Desde que me conheço por gente, fui muito agitado, praticando todo tipo de esportes.
Com 12 anos, fiz minha primeira maratona (não oficial, logicamente). Corri de uma cidade a outra no interior de Minas Gerais!
(Infelizmente, por ter perdido meu pai com apenas 1 ano, próximo de completar 10 eu já me considerava super “safo” e independente).
E descobri neste momento que tinha uma pré-disposição para conhecer meus limites. Uma cabeça forte para suportar a dor e o desconforto do corpo
Pratico uma enorme variedade de esportes e fundei uma agência de marketing esportivo, a X3M, construindo experiências esportivas para grandes marcas, como provas de corrida, triatlo, bike e muitos outros esportes que se conectam emocionalmente com os clientes.
Amo meu trabalho. Mas apesar de interagir com algo tão legal como o esporte, minha rotina também é lotada de pressões e desgastes comuns à maioria dos empreendedores.
Gosto muito de me desafiar. Tenho medo, lógico, mas considero esse sentimento muito importante para me proteger dos riscos de esportes mais radicais.
Enfrentar nossos medos é uma atitude importante. Ele não pode nos travar.
----------------
* Desafio
Copie de novo a parte do relato sobre esportes que começa com as palavras que contêm "E descobri neste" e termina com "esportes mais radicais.", trocando "trabalho" por "emprego".
----------------
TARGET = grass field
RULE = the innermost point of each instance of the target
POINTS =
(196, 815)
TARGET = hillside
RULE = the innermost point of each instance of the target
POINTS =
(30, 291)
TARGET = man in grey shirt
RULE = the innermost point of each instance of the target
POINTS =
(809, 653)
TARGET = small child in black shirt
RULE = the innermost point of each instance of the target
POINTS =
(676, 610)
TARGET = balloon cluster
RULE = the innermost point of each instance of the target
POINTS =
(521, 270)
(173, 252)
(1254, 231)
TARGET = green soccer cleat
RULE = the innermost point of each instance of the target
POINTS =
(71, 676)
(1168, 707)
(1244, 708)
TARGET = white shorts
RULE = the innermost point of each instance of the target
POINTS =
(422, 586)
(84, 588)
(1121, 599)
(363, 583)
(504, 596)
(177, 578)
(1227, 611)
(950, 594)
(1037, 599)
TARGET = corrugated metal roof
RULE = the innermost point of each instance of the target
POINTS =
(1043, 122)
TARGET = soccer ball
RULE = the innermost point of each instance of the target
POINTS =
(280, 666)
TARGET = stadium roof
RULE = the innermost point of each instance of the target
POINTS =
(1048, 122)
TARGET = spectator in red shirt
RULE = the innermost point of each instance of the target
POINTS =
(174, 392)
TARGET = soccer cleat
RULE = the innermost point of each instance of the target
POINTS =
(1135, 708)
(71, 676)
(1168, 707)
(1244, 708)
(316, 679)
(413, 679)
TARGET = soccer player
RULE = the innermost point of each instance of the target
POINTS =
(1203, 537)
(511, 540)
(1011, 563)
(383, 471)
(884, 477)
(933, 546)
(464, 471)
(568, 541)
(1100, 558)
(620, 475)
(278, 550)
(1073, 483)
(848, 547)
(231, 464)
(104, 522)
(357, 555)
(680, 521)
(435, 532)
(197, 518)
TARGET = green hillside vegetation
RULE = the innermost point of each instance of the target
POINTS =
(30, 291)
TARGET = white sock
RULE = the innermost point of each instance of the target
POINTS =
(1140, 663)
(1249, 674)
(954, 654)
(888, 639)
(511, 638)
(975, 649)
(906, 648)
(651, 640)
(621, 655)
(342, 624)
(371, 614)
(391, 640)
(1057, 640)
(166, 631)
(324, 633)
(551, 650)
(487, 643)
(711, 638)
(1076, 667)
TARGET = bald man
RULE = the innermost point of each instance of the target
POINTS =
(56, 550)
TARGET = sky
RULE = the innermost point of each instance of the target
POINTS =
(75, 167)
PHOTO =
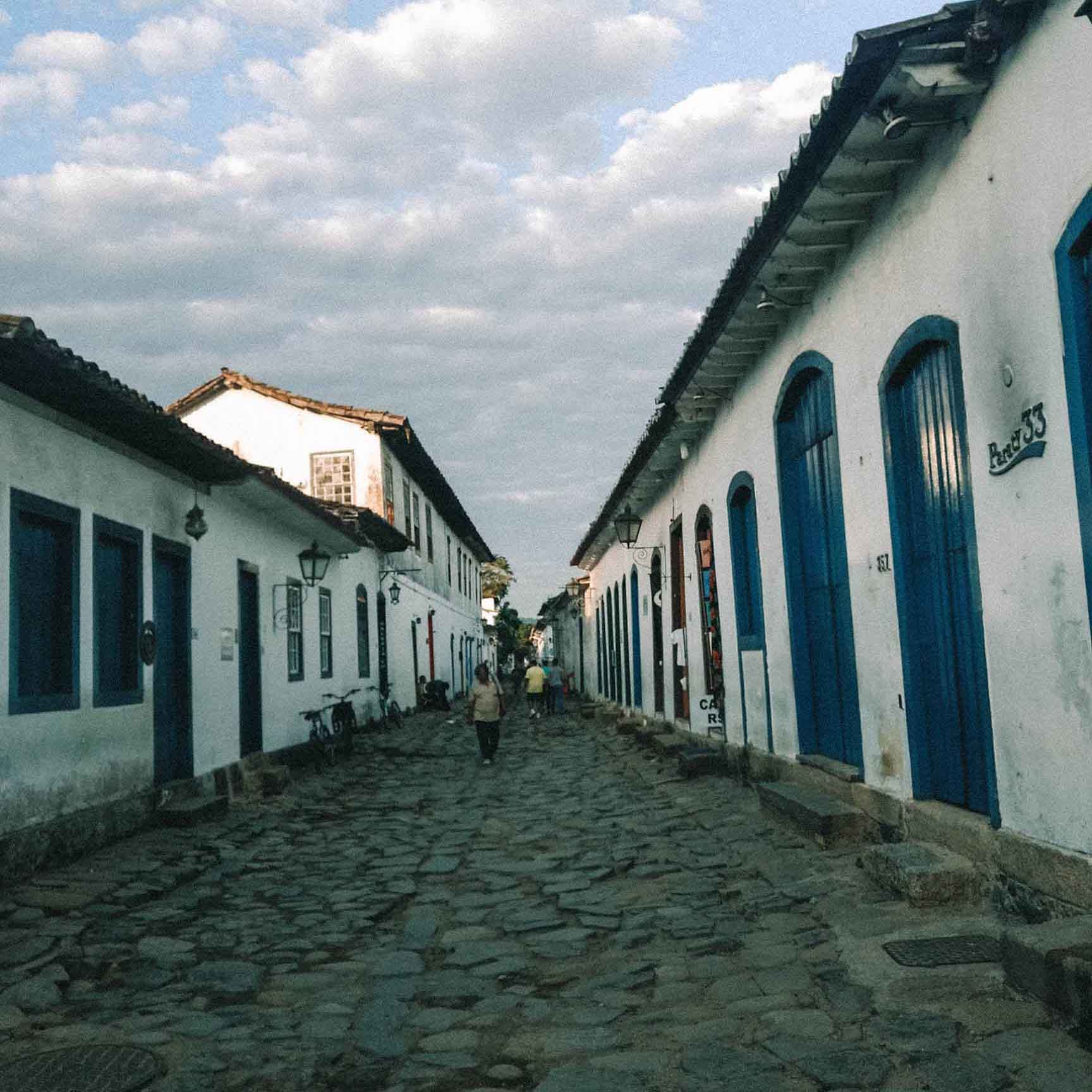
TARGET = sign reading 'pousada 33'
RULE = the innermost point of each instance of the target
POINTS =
(1026, 442)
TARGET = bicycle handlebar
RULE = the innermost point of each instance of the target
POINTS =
(343, 697)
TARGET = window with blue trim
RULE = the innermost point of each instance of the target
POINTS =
(325, 634)
(44, 616)
(363, 638)
(746, 576)
(295, 627)
(119, 598)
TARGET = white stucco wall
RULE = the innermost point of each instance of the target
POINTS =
(970, 236)
(271, 433)
(56, 763)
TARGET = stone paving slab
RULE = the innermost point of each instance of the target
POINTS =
(570, 919)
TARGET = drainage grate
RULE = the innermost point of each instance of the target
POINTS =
(82, 1069)
(943, 951)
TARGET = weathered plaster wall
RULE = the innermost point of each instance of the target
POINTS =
(57, 763)
(282, 436)
(970, 236)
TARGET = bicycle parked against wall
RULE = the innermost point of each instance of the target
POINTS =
(343, 718)
(390, 711)
(325, 741)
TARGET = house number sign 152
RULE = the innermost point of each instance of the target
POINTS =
(1026, 442)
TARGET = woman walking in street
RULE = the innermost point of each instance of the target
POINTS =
(485, 707)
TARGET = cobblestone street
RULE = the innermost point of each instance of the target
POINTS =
(574, 919)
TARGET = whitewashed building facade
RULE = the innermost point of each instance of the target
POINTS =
(866, 488)
(97, 492)
(373, 460)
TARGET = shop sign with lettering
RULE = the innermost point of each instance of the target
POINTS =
(710, 712)
(1026, 442)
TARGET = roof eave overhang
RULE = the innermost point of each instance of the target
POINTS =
(843, 168)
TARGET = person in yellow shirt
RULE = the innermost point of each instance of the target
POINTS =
(537, 685)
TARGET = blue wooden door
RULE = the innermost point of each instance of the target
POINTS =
(634, 595)
(823, 665)
(173, 746)
(250, 665)
(937, 581)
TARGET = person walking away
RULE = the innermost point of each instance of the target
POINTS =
(537, 682)
(547, 687)
(484, 710)
(556, 684)
(518, 675)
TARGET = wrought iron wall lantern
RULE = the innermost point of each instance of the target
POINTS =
(394, 592)
(628, 526)
(313, 564)
(196, 525)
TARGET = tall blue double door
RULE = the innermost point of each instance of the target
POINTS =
(934, 562)
(936, 569)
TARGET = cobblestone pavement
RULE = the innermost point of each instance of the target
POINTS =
(573, 919)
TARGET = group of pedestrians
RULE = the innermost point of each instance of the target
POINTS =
(485, 702)
(545, 687)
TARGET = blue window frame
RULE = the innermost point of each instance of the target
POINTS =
(746, 571)
(118, 574)
(325, 634)
(363, 637)
(294, 594)
(44, 615)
----------------
* Tarefa concluída
E descobri neste momento que tinha uma pré-disposição para conhecer meus limites. Uma cabeça forte para suportar a dor e o desconforto do corpo
Pratico uma enorme variedade de esportes e fundei uma agência de marketing esportivo, a X3M, construindo experiências esportivas para grandes marcas, como provas de corrida, triatlo, bike e muitos outros esportes que se conectam emocionalmente com os clientes.
Amo meu emprego. Mas apesar de interagir com algo tão legal como o esporte, minha rotina também é lotada de pressões e desgastes comuns à maioria dos empreendedores.
Gosto muito de me desafiar. Tenho medo, lógico, mas considero esse sentimento muito importante para me proteger dos riscos de esportes mais radicais.